◆ DATASET EXCERPTS:
══════
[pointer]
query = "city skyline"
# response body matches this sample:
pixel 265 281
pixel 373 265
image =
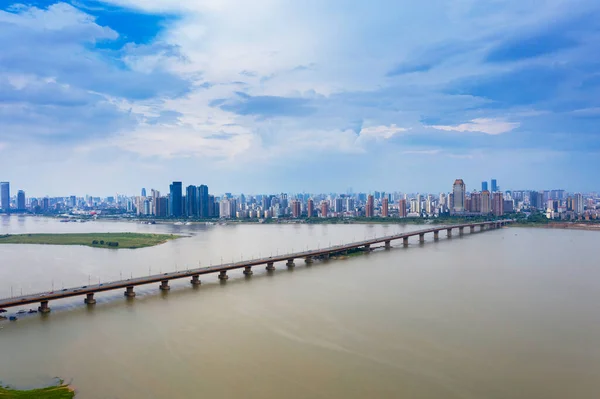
══════
◆ TASK ITEM: The required output is every line from the one containing "# response body" through the last line of the data above, restated exactly and without pictures.

◆ RESPONSE AREA:
# response body matches this sample:
pixel 265 281
pixel 373 265
image =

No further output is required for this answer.